··· Supplied material ···
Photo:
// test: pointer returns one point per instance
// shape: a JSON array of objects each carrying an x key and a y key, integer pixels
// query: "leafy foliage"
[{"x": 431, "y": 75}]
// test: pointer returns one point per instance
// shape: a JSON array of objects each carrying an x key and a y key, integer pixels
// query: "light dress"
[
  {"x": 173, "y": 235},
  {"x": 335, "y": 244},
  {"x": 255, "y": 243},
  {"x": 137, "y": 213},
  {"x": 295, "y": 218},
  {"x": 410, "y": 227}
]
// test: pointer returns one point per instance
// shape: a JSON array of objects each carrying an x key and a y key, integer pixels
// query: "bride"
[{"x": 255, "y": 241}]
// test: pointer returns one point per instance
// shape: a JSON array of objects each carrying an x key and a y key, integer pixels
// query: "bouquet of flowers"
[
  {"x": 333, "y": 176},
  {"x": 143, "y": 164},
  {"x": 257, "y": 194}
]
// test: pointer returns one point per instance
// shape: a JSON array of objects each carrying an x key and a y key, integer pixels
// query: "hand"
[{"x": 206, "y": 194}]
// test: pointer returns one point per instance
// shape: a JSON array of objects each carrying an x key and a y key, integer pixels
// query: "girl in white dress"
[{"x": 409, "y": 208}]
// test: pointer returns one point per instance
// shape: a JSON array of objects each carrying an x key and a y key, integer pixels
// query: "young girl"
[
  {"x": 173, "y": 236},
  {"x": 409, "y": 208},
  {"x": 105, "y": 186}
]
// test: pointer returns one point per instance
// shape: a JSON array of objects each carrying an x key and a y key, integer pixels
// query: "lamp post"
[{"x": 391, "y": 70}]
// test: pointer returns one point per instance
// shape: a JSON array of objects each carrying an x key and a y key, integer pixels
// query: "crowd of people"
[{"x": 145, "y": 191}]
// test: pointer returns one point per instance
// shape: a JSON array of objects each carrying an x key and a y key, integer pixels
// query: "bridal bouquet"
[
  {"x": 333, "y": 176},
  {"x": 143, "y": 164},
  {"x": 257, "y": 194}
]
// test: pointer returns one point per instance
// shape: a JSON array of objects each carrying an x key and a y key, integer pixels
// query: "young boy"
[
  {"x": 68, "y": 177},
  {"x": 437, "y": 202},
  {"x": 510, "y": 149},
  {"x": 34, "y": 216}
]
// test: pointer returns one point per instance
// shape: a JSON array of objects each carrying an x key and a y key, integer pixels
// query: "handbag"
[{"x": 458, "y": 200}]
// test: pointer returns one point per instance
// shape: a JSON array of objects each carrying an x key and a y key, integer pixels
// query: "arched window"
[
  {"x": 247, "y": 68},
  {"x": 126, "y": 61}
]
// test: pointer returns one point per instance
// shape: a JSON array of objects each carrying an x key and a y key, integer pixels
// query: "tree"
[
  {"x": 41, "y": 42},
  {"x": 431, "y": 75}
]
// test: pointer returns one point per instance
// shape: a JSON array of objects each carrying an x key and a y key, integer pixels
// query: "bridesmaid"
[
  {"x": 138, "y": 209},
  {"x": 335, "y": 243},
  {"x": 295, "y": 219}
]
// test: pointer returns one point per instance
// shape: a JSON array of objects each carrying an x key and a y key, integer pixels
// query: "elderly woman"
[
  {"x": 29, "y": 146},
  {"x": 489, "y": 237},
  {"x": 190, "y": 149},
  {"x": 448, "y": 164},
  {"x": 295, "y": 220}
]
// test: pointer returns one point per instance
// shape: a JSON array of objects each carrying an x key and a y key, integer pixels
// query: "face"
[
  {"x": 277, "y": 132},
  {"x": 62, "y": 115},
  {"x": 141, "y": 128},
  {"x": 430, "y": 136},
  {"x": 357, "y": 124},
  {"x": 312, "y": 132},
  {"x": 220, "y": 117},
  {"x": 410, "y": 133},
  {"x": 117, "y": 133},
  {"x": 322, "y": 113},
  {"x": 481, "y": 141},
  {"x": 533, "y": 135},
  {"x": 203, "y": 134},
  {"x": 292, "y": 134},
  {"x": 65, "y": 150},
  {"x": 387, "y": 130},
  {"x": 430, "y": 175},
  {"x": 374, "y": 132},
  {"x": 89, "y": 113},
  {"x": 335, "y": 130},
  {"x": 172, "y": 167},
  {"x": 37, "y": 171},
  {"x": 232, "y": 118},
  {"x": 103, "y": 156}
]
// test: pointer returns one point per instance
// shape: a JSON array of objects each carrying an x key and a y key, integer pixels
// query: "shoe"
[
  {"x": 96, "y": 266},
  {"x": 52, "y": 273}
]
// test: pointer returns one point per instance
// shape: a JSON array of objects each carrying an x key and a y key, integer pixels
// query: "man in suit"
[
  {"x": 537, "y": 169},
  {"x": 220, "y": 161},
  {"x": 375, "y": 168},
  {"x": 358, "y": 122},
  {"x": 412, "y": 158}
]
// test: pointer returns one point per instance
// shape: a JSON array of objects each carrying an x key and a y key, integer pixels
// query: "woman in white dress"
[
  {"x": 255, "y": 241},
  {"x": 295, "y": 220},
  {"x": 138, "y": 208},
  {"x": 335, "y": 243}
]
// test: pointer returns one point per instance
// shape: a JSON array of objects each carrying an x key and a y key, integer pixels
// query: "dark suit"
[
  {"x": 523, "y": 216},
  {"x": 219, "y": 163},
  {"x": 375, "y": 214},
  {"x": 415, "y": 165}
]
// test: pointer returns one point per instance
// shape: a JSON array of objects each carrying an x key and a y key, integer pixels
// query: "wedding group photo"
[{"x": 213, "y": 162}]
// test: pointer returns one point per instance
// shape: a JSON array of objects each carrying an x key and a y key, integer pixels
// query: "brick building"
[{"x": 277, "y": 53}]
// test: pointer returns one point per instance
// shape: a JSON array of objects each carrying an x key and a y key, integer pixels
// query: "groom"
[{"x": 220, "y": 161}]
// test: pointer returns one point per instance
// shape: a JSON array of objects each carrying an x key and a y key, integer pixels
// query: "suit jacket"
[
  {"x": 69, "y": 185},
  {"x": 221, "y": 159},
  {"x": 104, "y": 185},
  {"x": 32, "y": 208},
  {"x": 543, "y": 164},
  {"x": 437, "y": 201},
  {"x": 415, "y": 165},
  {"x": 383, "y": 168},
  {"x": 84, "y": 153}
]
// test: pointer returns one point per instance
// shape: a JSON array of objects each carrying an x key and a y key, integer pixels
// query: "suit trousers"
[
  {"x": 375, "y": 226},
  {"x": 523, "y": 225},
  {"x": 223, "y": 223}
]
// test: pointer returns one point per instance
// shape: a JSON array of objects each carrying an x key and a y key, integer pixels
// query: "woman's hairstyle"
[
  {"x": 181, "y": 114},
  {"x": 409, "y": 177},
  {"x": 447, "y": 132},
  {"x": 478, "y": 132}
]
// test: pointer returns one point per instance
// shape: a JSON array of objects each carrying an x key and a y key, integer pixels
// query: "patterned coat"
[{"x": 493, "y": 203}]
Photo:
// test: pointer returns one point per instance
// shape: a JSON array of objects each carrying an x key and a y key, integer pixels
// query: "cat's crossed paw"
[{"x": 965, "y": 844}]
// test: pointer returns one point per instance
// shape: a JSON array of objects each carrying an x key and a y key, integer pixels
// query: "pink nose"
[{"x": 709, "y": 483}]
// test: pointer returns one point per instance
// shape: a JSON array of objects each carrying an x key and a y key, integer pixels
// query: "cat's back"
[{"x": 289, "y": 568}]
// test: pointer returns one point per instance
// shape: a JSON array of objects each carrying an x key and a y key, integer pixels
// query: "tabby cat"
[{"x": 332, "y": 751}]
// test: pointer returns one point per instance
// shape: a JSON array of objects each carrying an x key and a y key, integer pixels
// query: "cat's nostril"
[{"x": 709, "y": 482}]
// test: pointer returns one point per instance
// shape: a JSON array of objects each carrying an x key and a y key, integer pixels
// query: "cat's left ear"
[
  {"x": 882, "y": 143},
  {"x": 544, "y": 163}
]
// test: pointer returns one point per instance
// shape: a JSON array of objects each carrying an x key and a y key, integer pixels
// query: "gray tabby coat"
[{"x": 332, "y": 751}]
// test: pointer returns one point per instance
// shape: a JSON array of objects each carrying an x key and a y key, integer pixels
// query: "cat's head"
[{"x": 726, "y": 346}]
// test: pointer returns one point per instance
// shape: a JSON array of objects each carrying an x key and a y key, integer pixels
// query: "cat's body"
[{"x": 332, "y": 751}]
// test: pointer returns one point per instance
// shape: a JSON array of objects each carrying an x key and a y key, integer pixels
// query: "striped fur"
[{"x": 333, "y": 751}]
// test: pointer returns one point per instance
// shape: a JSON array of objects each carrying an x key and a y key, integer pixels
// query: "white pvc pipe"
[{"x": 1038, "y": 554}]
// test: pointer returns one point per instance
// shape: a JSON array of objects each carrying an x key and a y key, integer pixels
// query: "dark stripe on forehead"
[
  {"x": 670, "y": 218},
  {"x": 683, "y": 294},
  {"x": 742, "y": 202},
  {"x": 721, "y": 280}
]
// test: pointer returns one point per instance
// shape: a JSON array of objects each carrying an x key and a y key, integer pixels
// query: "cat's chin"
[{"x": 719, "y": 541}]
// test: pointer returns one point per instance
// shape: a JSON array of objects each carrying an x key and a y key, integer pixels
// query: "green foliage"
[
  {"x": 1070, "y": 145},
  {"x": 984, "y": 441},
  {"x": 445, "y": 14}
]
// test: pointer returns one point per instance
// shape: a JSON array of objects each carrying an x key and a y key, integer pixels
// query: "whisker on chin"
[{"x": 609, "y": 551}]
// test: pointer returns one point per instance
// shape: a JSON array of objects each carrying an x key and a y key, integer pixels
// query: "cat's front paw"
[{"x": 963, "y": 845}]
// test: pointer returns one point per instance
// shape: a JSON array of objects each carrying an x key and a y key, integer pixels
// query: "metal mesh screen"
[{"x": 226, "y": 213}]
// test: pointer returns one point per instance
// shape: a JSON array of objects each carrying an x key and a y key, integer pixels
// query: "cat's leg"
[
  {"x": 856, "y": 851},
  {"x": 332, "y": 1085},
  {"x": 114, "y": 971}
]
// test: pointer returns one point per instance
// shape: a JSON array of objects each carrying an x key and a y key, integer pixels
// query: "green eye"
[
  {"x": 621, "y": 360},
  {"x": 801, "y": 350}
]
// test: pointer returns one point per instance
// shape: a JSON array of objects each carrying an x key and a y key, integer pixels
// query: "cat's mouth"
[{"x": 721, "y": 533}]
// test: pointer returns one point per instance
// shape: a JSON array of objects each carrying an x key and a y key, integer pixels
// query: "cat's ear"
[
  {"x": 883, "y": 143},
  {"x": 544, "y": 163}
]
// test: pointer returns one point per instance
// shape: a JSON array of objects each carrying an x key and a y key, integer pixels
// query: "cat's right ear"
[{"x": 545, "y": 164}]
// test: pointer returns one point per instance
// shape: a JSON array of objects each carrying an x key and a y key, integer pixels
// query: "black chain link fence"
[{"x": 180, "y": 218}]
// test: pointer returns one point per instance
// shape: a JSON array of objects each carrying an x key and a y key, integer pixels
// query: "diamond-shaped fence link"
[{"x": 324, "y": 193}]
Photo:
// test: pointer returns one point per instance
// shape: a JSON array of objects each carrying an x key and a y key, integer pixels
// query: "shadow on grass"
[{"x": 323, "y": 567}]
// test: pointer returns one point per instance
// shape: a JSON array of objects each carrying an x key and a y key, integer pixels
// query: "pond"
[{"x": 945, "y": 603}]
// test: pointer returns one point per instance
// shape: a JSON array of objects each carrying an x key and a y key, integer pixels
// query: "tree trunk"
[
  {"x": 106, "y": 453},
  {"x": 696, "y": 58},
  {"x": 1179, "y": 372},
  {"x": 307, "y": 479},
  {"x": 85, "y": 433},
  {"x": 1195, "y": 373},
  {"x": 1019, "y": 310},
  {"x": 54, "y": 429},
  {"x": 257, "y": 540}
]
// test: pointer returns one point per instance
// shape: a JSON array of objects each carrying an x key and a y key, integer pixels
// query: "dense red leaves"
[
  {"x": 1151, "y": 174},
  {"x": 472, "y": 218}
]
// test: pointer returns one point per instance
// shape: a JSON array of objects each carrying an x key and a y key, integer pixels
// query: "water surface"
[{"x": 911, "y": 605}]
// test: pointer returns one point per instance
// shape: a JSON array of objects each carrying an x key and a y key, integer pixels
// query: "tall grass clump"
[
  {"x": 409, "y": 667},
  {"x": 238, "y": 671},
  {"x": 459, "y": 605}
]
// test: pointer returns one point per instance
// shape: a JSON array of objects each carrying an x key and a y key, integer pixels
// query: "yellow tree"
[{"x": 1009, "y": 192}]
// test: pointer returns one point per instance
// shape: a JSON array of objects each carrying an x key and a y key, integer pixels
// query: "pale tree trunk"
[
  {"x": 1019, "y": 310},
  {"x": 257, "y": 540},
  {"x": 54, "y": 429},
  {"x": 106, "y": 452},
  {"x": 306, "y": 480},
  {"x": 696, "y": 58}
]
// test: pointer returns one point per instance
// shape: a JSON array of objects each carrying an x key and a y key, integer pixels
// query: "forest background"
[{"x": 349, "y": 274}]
···
- The task: Report how many lines of the listing contain the string "girl", giving only the number.

- Correct output: 2